## 本文の一部:
---

これは安倍川の馬蹄石です。台座をとって石を横に水平にすると馬蹄形をしていただろうと推測されます。

この石を見た時は、一瞬であの有名な葛飾北斎の絵を想起しました。

そうです。「富嶽三十六景・神奈川沖浪裏」です。ダイナミックな波のような岩と富士山に見立てた山の部分が印象的です。

北斎のこの版画、実は絵のモデルがあったようです。

この絵のタイトルの最後に「浪裏」とありますが、それがヒントです。

北斎と同時代のひとで「波の伊八」という欄間職人が今の千葉にいて、彼の作品は行元寺の客間の欄間に今でも残っております。その欄間を裏から見ると、何と北斎の絵にそっくりなのです。そして北斎は行元寺に行ったという記録も残っているそうです。何故「裏」という文字が付いていたのか?という謎も解けます。

二次元の「絵」の原型が三次元の「欄間彫刻」にあったという事が面白いです。

---

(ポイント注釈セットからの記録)
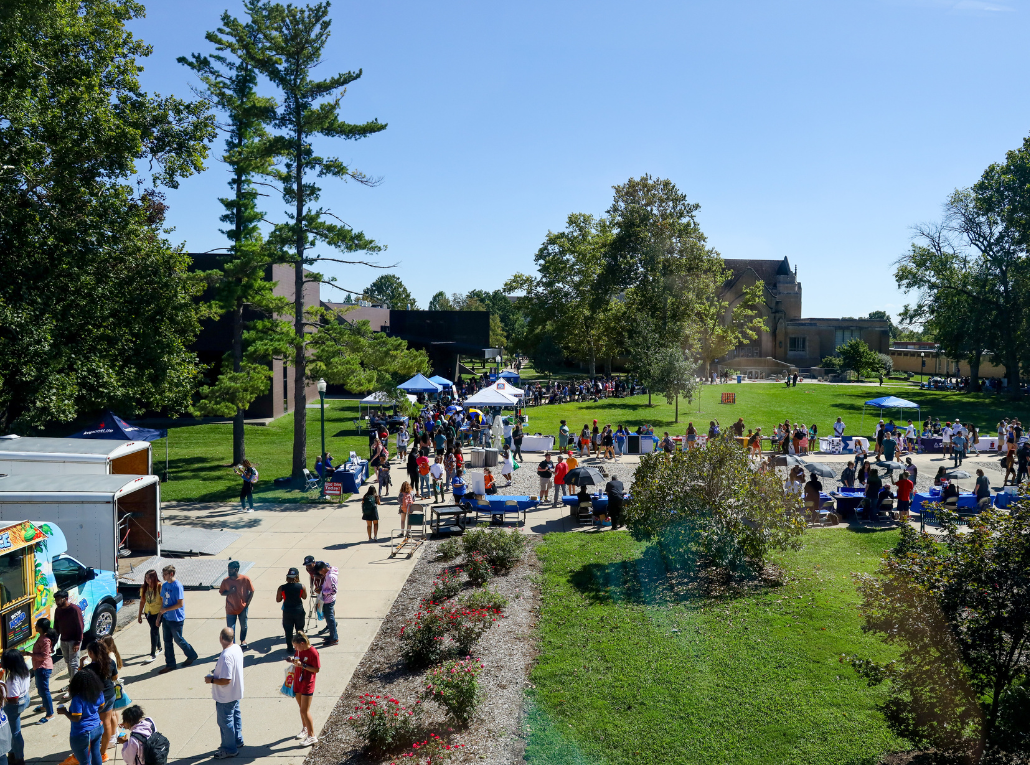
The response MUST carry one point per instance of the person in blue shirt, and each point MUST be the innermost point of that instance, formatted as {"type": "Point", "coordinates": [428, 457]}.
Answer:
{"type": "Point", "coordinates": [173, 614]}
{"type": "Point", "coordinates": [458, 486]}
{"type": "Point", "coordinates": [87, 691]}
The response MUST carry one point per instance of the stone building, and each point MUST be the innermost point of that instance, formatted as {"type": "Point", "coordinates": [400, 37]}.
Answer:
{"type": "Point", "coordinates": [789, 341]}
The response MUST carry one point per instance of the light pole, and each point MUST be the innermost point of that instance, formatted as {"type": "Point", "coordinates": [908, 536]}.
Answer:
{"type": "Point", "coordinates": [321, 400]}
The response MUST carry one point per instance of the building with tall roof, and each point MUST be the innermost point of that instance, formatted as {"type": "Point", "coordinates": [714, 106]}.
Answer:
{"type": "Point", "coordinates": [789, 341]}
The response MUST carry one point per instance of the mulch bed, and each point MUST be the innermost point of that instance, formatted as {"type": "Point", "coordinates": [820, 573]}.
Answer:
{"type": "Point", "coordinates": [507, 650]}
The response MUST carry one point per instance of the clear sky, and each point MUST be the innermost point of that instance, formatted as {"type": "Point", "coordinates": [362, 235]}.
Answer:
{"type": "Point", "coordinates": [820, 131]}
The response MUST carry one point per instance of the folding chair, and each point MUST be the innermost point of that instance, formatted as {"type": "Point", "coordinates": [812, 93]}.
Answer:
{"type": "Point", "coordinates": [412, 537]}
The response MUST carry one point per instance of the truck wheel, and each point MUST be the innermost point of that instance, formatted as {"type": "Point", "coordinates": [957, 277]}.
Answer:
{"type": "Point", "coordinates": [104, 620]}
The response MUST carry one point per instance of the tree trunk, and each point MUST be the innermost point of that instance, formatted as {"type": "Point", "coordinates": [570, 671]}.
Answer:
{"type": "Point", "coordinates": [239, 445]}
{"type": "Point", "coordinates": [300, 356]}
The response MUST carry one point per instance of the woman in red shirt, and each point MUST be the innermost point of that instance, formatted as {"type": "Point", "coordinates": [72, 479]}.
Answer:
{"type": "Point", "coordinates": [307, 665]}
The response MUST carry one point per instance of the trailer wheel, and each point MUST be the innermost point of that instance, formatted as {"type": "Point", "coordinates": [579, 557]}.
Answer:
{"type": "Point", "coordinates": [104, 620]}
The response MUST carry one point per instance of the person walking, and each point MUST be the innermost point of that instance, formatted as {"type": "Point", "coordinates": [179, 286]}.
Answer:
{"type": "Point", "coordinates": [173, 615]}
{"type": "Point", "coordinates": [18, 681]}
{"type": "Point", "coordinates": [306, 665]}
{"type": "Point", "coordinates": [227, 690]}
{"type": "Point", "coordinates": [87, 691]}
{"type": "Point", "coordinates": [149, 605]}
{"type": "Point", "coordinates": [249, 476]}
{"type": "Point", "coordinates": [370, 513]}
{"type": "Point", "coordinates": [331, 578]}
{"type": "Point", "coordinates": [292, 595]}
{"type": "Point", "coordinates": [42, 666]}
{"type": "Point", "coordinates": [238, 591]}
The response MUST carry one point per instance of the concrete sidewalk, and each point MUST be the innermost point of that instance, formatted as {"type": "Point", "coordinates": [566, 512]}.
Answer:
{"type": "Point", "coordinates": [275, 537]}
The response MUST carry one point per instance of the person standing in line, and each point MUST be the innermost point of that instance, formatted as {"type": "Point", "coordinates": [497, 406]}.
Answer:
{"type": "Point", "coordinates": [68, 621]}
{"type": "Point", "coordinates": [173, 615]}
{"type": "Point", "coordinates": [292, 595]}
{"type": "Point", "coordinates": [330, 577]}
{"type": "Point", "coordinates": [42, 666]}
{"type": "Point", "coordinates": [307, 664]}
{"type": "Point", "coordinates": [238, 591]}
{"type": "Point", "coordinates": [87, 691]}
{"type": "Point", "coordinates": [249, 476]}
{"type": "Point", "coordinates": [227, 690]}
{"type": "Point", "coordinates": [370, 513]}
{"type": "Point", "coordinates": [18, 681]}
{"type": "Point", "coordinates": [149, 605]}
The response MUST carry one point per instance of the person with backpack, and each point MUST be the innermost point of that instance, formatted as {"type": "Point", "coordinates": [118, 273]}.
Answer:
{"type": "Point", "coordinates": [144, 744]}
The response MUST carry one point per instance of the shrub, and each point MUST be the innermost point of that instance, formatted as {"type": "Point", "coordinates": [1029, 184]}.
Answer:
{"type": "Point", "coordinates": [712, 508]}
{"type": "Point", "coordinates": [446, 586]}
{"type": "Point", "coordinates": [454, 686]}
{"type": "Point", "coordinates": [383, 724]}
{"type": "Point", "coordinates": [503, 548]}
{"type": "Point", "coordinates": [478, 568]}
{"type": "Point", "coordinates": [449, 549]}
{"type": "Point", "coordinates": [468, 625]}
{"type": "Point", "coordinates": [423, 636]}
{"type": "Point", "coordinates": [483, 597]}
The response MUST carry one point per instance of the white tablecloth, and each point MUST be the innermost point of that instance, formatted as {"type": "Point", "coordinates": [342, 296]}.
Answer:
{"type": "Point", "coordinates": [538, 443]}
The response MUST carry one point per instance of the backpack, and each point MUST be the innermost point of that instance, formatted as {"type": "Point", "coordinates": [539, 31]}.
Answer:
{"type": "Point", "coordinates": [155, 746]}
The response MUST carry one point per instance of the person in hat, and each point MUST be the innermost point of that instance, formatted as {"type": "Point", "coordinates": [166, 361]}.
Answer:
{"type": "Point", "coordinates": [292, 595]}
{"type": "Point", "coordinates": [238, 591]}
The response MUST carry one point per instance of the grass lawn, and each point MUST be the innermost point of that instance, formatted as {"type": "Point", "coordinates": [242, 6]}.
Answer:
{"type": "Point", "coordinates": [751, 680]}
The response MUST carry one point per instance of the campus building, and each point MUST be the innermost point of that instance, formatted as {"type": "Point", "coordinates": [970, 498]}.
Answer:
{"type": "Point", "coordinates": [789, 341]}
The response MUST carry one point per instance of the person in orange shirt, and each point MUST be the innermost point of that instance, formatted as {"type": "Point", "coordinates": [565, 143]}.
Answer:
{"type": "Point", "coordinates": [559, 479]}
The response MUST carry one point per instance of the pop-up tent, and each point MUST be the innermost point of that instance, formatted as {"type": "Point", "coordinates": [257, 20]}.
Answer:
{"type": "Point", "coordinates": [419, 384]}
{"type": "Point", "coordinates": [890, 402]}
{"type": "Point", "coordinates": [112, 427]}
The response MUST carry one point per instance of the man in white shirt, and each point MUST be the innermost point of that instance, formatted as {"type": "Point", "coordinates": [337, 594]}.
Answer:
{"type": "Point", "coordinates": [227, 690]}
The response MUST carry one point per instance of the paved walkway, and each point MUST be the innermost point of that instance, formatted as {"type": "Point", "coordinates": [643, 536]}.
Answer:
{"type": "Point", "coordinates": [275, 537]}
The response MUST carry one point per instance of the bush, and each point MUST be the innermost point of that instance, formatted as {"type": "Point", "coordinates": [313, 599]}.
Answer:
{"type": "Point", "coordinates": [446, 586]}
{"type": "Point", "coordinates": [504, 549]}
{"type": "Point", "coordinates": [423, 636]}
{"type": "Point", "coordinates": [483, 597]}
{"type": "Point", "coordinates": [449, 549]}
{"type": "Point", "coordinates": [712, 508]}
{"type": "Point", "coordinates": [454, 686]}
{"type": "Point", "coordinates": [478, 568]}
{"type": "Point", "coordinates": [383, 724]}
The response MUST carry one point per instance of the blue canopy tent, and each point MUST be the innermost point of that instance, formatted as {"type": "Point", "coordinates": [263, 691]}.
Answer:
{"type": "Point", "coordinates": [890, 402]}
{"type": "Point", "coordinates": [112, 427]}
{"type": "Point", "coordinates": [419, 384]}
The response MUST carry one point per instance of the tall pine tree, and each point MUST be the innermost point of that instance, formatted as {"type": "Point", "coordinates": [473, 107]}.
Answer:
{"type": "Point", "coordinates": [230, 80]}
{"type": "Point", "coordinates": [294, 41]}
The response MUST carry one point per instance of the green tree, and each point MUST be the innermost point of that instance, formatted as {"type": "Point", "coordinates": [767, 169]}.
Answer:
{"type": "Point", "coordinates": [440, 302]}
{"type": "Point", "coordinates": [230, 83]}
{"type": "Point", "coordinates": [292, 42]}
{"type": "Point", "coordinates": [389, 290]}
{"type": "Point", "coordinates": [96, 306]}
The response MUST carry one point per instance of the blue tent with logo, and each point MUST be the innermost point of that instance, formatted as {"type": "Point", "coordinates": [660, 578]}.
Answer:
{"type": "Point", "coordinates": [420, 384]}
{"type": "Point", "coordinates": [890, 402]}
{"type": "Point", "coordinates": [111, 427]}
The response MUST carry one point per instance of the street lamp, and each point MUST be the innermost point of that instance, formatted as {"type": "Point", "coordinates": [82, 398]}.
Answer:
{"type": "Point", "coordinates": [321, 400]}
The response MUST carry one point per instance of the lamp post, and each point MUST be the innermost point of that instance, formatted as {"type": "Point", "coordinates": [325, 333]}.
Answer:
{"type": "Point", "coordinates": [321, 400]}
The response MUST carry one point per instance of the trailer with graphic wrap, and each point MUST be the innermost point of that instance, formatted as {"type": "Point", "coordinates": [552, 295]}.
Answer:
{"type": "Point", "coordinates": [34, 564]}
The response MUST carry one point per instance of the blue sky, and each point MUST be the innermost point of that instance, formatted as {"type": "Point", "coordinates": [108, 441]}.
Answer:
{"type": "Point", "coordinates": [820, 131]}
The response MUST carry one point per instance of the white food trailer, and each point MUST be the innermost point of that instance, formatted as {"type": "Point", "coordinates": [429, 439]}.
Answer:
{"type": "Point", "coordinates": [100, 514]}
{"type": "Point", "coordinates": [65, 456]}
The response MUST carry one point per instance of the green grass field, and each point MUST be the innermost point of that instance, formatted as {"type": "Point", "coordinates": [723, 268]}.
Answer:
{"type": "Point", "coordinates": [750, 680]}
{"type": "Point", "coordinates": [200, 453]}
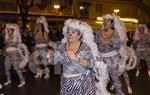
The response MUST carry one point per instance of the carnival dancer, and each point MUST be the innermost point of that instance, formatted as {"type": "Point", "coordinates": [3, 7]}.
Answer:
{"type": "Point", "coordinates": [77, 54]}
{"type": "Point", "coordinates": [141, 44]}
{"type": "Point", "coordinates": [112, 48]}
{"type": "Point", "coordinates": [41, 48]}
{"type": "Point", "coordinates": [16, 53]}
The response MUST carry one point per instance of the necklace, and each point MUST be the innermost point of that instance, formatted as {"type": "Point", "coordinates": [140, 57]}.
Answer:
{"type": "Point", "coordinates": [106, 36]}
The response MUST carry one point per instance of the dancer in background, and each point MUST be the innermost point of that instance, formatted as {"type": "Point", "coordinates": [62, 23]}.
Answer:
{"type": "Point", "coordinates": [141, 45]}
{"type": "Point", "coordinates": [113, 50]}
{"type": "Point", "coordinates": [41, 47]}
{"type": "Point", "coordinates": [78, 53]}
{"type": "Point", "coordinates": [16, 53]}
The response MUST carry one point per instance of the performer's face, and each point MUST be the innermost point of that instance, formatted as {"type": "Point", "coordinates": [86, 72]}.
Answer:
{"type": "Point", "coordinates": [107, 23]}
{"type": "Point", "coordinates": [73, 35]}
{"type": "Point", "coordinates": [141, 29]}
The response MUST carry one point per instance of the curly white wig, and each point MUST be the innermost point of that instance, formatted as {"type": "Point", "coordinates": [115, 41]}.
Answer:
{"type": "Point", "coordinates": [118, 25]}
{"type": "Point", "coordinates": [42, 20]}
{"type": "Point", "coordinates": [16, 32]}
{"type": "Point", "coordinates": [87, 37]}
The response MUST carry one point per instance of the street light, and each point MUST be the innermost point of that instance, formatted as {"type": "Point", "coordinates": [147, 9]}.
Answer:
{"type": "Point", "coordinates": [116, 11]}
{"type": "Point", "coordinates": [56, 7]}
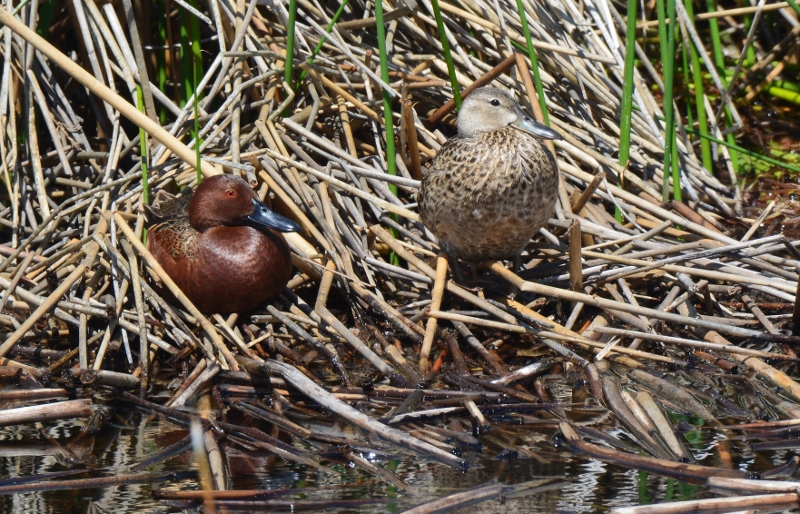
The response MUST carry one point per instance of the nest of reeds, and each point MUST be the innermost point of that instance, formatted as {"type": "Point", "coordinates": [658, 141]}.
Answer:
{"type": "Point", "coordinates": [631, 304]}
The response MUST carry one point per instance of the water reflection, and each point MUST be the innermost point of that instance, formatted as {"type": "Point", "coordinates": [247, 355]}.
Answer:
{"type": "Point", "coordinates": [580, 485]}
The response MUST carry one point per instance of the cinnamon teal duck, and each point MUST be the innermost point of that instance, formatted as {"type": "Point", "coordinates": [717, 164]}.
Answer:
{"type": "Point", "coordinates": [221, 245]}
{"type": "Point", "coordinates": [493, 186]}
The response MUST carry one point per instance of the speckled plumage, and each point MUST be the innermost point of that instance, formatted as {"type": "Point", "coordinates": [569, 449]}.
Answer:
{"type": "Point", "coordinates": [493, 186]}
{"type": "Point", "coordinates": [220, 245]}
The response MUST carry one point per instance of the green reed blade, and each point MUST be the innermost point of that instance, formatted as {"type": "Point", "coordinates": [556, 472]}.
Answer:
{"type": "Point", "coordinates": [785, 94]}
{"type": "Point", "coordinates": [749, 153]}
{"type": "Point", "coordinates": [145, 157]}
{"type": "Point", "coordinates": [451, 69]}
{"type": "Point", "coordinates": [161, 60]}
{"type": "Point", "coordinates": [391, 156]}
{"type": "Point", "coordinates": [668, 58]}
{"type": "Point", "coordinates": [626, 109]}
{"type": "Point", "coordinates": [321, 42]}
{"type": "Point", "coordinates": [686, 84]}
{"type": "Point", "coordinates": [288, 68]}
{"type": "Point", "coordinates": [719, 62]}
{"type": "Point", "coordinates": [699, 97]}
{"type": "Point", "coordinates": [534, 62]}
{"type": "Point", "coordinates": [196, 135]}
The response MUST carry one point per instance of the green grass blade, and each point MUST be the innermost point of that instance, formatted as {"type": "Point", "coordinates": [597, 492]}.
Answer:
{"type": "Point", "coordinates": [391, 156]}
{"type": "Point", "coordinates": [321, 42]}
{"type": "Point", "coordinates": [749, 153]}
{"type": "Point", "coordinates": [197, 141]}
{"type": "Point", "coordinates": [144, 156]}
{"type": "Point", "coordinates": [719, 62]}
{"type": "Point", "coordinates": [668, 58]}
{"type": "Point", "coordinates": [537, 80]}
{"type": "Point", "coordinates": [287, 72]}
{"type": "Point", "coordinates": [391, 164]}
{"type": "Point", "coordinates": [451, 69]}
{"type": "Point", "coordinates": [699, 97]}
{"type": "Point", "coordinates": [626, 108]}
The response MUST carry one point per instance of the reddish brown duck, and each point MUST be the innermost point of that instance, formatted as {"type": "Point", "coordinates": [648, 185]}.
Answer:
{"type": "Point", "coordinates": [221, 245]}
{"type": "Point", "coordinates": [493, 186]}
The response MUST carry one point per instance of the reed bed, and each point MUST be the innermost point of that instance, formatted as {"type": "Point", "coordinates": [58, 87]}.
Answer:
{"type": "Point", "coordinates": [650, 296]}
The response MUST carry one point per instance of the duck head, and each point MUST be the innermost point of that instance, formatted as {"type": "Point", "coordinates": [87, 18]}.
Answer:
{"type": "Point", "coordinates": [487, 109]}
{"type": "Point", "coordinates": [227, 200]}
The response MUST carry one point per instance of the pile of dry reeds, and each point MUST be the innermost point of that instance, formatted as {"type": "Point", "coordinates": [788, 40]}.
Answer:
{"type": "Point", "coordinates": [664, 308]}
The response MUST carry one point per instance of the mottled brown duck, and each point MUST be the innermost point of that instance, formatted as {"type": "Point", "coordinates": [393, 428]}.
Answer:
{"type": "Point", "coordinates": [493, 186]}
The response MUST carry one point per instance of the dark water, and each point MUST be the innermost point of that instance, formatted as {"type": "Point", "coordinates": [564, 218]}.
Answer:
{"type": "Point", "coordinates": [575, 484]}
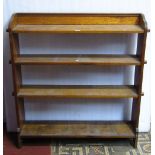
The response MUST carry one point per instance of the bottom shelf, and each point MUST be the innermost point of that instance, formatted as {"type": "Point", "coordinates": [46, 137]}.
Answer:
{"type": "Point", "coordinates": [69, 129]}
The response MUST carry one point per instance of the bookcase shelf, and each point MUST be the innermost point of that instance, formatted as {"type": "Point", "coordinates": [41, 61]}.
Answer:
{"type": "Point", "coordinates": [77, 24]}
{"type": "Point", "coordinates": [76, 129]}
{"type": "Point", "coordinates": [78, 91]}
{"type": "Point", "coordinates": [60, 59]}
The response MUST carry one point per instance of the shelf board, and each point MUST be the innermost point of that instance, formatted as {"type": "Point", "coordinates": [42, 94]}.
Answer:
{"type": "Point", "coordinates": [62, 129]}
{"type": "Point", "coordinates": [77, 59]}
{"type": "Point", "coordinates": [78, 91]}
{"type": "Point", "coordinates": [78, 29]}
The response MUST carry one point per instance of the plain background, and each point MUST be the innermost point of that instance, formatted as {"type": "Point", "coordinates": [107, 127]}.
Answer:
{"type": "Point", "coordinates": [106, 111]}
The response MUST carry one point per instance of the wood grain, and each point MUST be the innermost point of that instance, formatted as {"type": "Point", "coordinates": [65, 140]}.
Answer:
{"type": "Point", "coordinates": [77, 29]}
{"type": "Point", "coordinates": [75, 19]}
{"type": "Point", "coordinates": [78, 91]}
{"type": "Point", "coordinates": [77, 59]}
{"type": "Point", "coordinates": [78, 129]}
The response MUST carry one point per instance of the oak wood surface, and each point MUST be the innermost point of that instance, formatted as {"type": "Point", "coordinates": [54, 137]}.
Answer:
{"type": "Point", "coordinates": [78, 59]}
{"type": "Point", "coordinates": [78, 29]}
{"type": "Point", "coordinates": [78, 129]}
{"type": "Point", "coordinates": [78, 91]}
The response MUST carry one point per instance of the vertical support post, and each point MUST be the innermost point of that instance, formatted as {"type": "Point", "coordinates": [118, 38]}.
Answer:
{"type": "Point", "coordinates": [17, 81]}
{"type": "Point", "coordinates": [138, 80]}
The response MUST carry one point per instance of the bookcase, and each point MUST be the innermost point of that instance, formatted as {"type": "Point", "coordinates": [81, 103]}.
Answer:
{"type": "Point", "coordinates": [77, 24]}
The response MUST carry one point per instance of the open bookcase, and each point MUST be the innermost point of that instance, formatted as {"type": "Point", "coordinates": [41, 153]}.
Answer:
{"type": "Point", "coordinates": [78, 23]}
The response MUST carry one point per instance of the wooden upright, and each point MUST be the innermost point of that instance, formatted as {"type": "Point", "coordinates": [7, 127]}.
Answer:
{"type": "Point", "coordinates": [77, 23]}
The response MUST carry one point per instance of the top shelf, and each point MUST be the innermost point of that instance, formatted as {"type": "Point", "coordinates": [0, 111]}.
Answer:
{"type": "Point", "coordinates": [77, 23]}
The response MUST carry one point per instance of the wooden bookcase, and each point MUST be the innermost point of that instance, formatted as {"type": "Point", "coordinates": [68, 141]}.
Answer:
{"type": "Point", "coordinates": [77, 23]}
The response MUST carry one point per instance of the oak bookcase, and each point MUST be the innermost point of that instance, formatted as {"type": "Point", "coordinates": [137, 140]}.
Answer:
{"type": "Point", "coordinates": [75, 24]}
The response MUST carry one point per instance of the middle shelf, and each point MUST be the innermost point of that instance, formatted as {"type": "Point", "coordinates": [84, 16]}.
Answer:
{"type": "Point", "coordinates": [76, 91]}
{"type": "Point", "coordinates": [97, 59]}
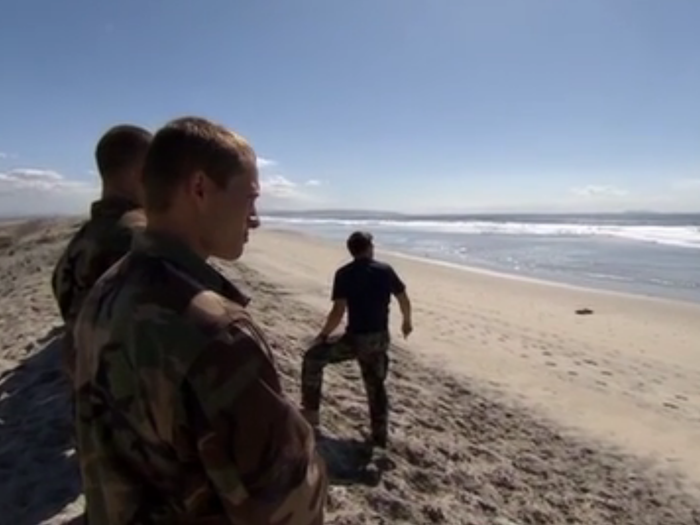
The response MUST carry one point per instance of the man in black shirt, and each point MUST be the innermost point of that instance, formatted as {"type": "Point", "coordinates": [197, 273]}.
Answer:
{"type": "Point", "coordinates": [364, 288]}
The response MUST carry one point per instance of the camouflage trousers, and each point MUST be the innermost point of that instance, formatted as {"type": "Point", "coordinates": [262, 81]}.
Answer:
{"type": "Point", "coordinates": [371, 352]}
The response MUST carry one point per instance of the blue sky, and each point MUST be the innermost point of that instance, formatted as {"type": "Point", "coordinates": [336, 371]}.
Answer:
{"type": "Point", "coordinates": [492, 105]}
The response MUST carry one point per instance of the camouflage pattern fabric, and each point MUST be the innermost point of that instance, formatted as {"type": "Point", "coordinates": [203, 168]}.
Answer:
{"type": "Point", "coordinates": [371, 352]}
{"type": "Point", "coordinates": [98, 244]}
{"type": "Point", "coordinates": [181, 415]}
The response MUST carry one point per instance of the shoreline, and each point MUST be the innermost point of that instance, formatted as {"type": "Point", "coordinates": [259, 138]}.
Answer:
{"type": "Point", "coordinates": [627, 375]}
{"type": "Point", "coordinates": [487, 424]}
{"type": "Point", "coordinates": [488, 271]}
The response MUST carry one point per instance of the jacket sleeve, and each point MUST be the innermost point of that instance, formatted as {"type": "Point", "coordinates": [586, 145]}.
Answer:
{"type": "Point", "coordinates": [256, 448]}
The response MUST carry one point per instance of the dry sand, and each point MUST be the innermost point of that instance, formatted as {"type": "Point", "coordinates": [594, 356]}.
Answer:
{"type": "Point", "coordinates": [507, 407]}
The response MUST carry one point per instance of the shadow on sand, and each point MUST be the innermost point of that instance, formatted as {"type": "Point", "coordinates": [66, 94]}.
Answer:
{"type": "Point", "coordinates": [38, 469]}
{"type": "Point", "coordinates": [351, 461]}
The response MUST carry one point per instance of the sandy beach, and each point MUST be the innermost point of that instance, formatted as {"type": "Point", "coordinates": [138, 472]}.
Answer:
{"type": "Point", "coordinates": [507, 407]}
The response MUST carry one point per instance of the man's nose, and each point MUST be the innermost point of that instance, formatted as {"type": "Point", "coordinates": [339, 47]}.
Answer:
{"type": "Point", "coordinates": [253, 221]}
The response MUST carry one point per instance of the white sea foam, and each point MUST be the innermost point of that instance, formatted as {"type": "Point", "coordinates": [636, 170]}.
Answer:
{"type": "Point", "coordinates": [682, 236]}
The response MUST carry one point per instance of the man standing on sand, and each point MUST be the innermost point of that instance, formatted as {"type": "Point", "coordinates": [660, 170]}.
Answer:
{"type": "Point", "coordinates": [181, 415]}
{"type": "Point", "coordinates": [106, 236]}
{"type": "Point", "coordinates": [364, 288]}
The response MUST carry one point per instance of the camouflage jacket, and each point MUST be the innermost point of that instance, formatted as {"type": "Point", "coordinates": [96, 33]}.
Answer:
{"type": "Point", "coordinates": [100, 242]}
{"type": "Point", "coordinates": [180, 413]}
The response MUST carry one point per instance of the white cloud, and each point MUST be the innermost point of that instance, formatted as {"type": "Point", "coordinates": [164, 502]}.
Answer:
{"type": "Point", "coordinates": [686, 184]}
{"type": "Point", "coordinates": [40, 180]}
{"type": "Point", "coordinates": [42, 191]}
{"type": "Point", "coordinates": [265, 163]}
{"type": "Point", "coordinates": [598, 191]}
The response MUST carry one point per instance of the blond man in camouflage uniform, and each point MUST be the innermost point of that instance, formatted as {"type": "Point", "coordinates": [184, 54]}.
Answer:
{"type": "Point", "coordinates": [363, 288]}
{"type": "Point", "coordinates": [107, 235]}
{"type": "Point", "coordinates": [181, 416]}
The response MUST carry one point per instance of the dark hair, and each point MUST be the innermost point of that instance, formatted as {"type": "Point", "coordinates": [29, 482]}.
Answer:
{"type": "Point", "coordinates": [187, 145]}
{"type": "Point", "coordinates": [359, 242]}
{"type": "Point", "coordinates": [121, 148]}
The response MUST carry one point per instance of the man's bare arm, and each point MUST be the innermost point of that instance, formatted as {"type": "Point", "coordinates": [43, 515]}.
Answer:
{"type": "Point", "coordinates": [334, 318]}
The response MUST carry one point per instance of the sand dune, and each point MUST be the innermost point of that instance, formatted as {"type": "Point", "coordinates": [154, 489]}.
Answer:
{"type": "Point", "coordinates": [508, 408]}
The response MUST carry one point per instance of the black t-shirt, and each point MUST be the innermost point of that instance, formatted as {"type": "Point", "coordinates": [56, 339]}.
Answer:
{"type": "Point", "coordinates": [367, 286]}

---

## 依頼内容 1:
本文のうち、「これは安倍川の馬蹄石です。台」から「二次元の「絵」の原型が三次元の「欄間彫刻」にあったという事が面白いです。」までを、その両方も含めて一字も変えずにもう一度書いてください。
## 依頼内容 2:
記録の中から「lamp」という文字列を含む行をすべて集めてください。大文字と小文字は区別します。
これらの記録は本文とはまったく関係がありません。

## 回答全文 1:
これは安倍川の馬蹄石です。台座をとって石を横に水平にすると馬蹄形をしていただろうと推測されます。

この石を見た時は、一瞬であの有名な葛飾北斎の絵を想起しました。

そうです。「富嶽三十六景・神奈川沖浪裏」です。ダイナミックな波のような岩と富士山に見立てた山の部分が印象的です。

北斎のこの版画、実は絵のモデルがあったようです。

この絵のタイトルの最後に「浪裏」とありますが、それがヒントです。

北斎と同時代のひとで「波の伊八」という欄間職人が今の千葉にいて、彼の作品は行元寺の客間の欄間に今でも残っております。その欄間を裏から見ると、何と北斎の絵にそっくりなのです。そして北斎は行元寺に行ったという記録も残っているそうです。何故「裏」という文字が付いていたのか?という謎も解けます。

二次元の「絵」の原型が三次元の「欄間彫刻」にあったという事が面白いです。

## 回答全文 2:
The response MUST carry one point per instance of the street lamp, and each point MUST be the innermost point of that instance, formatted as {"type": "Point", "coordinates": [82, 398]}.
The response MUST carry one point per instance of the lamp post, and each point MUST be the innermost point of that instance, formatted as {"type": "Point", "coordinates": [325, 333]}.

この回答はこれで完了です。